• Metin Parçası
- - - -

Hayırsızada Marmara'nın ortasında çöle benzeyen bir kayaydı. İçecek bir damla su yoktu köpekler orada açlıktan ve susuzluktan öldüler ve bu arada bilinçlerini yitirdiklerinden birbirlerini yediler. Adanın yakınlarından bir kayık geçerken hepsi kıyıya geliyorlardı ve yürekleri parçalayan iniltileri duyuluyordu. Kayıkları ve insanlarıne kadar uzakta olursa olsun gördüklerinde bütün saflıklarıyla yardıma çağırıyorlardı.
Bu acı olayın basında yer aldığı haberler:
Bugün Gaztesi:
Jön Türkler'in köpek sürgünü
1910 yılında Sivriada’ya sürülen ve dönemin zihniyet çekişmelerini anlatan sokak köpeklerinin itlafı olayı belgesele konu oldu.
Gidişleriyle ıssızlaşmış sokaklarda lodosun estiği geceler sesleri duyuldu tıpkı yıllar önce olduğu gibi... Seslere dayanamayanlar sandallara, teknelere atlayıp bazılarını gizlice geri getirmeye gittiler ve adaya yanaştıklarında gördükleri manzarayı bir daha hiç unutamadılar. Sürgündeki seksen bin köpek denizin ortasındaki bu çorak kara parçasında kendilerini alıp götürecek bir tanrı misafiri bekliyordu. Ne var ki, hayat artık onları geri getirtmeyecek kadar modernleşmişti.’ Bu sözlerle başlayan belgeselde o dönem şu sözlerle aydınlatılıyor:
SULTANIN ARDINDAN
1910 yılında, Sultan II. Abdülhamid’in tahttan indirilmesinden ve Jön Türkler’in başa geçmesinden bir yıl sonra, İstanbul’daki sokak köpeklerinin kökünün kazınmasına karar verilir. Mesele büyük bir hızla halledilir. Önceleri köpeklere şehir kapılarında bakılması düşünülmüş ama sürgünlerin bu duruma büyük bir gürültüyle karşı koyacağı hesaba katılmamıştı. Balık istifi gibi yığılmış, gece gündüz uluyan, hiç durmadan kapışan köpeklerin olduğu yerde yaşamak imkânsız hale gelir. Birbirlerini yiyen köpeklere bakmayı insanların içi kaldırmaz ve herkes bu sürgün cezasına karşı çıkar. Belediye de işi bitirmek için bu gürültücü hayvanları kimsenin yaşamadığı Sivriada’ya göndermeye karar verir.
Bu ilk itlaf değilmiş...

- - - -

Metin parçasına göre İstanbul'daki sokak köpeklerinin kökünün kazınmasına hangi yıl karar verildi?

- - - -

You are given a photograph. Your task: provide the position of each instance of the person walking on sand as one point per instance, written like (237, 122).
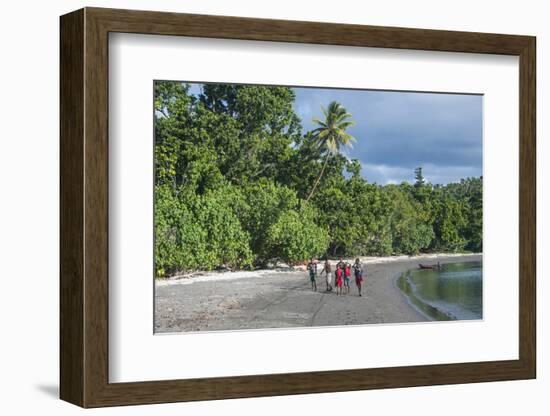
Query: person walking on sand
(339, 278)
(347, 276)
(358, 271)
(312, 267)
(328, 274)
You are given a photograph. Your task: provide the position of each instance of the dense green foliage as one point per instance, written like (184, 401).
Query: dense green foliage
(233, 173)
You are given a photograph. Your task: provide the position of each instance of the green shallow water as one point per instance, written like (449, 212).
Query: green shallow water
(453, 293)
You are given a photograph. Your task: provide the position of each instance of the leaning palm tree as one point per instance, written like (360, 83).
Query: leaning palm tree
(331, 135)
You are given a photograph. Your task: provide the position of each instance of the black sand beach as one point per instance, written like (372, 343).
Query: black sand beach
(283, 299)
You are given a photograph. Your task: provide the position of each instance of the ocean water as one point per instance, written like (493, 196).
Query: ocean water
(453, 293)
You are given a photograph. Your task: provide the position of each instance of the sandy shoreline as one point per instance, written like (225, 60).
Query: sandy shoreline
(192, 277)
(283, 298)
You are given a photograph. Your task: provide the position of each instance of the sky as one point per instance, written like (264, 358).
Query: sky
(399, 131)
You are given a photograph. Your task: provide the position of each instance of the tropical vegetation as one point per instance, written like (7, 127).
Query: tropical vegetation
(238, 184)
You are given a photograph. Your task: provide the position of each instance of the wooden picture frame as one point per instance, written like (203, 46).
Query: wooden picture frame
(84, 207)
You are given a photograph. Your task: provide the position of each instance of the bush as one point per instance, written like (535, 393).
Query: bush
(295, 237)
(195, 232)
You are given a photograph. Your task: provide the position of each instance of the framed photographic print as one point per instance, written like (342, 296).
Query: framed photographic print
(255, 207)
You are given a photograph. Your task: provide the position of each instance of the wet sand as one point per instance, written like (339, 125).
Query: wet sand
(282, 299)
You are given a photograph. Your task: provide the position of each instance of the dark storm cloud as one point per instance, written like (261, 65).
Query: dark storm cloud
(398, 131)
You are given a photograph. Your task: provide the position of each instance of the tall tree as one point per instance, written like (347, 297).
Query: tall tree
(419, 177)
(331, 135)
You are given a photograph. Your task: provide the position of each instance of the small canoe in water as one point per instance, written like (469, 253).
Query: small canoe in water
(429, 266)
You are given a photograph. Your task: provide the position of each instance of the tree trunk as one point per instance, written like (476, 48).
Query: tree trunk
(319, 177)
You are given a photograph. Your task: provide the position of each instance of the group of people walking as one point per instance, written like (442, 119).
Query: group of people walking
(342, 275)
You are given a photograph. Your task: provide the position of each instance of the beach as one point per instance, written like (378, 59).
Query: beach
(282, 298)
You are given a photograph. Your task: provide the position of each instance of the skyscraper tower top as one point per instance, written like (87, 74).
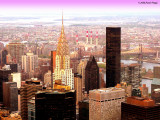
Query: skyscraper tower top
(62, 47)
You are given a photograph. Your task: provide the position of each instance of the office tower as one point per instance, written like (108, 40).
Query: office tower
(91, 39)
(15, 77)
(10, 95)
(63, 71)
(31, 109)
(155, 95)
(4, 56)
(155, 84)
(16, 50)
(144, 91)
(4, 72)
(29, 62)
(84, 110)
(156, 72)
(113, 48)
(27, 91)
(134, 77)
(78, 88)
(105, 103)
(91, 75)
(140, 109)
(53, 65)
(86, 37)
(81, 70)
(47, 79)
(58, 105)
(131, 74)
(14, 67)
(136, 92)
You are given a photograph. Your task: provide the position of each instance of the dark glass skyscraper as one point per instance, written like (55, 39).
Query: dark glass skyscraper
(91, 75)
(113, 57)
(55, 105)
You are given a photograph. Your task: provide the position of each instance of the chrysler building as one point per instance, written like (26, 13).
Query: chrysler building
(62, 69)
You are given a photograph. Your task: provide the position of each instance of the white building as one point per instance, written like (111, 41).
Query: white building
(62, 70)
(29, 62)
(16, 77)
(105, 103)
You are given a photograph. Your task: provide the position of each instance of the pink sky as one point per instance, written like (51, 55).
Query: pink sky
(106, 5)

- - - -

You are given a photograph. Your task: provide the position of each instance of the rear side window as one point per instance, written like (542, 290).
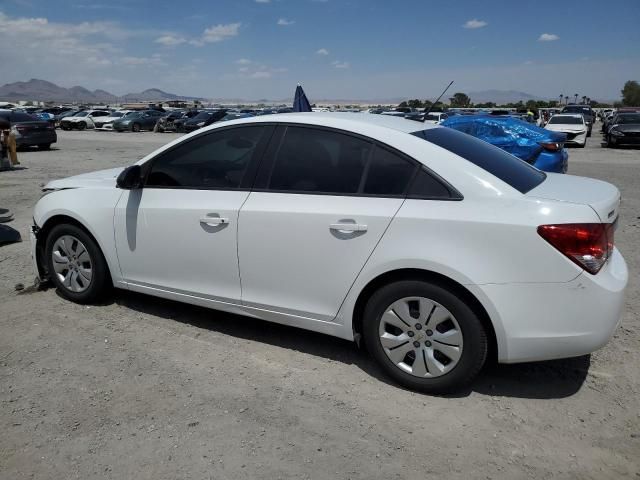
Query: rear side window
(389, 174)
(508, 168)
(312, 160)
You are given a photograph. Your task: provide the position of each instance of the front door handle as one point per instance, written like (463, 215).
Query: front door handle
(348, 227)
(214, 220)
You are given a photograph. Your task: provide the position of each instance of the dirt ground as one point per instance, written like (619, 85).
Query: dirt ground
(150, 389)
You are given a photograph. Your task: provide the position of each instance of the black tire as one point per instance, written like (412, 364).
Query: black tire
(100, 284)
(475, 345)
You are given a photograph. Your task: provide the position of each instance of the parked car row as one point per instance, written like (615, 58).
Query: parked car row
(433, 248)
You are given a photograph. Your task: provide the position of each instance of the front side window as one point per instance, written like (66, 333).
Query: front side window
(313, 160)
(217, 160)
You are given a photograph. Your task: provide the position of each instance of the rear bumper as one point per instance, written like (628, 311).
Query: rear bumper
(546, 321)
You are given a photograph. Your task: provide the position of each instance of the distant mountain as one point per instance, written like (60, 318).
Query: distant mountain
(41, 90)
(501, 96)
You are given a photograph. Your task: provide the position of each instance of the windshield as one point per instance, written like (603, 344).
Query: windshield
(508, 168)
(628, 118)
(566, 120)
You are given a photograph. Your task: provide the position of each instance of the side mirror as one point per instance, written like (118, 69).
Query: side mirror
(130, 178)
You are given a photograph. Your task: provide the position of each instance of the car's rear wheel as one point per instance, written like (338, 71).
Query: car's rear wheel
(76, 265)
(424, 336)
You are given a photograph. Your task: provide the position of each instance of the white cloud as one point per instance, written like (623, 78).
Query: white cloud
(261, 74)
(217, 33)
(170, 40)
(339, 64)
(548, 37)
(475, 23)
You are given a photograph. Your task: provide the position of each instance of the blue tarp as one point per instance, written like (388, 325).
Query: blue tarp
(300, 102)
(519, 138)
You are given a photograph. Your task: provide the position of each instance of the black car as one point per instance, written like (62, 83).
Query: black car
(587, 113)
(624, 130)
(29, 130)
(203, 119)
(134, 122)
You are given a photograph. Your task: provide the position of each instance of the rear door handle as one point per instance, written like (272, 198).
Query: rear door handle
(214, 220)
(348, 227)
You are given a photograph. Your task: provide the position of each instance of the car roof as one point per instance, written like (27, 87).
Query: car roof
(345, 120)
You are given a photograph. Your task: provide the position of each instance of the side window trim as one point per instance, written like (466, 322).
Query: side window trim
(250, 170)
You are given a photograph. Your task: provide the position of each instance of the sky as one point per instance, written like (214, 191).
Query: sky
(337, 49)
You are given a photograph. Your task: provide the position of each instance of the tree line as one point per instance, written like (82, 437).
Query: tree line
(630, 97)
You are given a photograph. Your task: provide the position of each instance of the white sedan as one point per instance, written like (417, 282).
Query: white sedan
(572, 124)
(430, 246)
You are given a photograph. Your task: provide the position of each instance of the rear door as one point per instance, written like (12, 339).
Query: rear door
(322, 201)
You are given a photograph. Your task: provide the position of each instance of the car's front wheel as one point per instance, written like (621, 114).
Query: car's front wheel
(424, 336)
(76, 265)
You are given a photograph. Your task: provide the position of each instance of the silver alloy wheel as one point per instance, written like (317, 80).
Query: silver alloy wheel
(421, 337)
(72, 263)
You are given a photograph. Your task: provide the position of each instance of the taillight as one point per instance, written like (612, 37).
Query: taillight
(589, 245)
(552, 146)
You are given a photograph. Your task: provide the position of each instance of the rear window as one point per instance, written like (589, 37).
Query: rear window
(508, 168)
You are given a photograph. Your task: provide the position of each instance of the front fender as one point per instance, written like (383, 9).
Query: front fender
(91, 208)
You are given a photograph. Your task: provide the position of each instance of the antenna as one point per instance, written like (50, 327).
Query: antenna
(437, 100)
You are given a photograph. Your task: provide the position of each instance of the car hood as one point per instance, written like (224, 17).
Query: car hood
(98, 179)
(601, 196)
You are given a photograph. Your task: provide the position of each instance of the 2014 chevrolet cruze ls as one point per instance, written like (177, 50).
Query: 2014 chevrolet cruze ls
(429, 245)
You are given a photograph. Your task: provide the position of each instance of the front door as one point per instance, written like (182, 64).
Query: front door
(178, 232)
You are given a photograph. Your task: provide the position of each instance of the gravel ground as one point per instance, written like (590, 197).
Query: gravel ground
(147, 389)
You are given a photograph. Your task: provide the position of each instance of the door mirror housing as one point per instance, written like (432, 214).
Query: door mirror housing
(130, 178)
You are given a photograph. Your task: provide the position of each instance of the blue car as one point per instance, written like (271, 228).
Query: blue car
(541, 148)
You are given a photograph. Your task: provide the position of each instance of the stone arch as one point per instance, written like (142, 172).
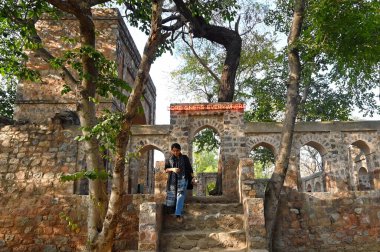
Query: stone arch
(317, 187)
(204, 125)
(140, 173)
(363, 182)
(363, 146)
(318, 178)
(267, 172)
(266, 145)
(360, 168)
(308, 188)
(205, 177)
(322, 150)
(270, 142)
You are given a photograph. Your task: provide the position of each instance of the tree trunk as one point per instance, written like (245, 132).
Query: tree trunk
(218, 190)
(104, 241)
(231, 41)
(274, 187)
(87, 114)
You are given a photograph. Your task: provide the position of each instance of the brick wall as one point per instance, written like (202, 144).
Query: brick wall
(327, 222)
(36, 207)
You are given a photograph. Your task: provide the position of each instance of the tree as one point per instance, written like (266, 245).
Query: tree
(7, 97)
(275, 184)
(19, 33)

- - - -

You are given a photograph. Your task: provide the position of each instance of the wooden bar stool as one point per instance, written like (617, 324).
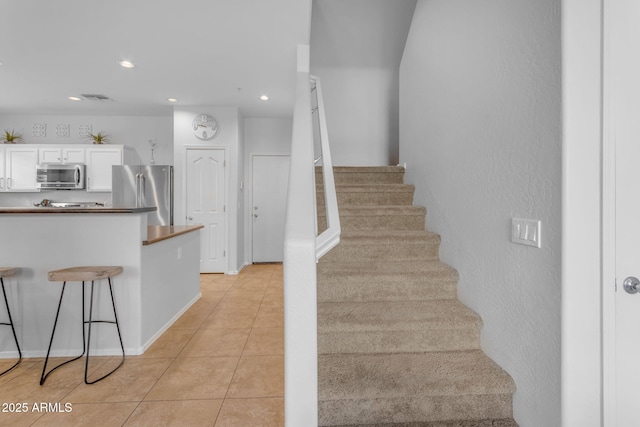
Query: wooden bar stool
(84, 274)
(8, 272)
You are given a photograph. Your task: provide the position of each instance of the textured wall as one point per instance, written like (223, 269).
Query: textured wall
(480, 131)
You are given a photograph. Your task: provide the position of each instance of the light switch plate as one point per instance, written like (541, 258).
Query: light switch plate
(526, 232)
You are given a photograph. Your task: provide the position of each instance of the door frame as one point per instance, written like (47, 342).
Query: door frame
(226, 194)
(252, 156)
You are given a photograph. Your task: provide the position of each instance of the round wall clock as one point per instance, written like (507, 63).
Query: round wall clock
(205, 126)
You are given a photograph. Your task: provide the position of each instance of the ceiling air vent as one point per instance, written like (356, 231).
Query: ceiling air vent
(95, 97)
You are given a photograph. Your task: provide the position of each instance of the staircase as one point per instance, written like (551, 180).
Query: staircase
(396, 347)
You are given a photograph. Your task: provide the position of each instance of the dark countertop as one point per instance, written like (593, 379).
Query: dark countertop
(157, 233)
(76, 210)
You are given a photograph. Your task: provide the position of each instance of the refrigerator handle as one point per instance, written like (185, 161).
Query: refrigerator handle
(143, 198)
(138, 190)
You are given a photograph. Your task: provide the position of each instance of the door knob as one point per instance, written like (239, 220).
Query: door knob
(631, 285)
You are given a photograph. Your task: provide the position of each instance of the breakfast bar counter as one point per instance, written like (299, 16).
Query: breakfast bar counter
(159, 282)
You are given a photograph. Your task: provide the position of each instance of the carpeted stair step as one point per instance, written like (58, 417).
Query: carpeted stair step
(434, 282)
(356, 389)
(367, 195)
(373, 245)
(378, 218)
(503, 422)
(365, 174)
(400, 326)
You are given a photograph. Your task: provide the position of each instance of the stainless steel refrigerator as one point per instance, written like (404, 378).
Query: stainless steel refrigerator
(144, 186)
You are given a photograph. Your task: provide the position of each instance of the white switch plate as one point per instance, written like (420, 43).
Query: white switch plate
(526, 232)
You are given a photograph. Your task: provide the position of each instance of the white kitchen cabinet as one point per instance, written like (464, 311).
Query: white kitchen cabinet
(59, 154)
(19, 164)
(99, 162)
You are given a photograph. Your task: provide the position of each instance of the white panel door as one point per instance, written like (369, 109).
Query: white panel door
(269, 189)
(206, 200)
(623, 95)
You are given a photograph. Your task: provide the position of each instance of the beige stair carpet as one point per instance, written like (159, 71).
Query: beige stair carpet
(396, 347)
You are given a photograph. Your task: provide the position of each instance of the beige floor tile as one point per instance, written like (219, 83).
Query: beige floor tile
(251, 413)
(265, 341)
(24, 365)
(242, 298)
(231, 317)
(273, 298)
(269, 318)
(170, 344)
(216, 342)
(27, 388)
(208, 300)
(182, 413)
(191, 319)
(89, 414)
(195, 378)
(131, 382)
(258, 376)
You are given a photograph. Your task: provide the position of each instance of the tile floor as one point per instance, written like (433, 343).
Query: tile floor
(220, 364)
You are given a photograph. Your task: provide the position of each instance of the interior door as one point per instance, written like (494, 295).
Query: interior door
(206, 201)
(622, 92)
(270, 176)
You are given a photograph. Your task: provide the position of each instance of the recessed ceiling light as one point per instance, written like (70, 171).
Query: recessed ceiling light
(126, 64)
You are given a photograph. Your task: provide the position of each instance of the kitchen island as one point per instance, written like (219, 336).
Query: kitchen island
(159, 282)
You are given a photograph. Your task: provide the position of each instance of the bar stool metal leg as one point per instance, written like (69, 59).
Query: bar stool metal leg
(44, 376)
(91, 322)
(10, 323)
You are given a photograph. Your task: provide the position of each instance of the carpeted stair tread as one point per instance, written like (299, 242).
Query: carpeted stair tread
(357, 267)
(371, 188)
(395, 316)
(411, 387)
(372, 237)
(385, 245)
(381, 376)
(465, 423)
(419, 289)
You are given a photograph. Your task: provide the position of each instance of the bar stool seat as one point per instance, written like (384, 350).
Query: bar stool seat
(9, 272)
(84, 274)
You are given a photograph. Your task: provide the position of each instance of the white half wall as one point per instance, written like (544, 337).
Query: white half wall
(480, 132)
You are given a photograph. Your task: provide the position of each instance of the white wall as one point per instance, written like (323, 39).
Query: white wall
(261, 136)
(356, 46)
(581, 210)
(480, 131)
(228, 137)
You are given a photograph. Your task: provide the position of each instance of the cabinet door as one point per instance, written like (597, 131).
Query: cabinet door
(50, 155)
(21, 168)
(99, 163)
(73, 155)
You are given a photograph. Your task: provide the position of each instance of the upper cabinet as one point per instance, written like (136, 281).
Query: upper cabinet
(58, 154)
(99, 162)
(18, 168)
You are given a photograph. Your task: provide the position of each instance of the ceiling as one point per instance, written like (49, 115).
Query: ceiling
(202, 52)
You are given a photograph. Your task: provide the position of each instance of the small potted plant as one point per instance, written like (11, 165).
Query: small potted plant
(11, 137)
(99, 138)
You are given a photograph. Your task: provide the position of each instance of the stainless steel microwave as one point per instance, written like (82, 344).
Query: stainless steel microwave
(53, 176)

- - - -

• Görev Sonucu
1910 yılında.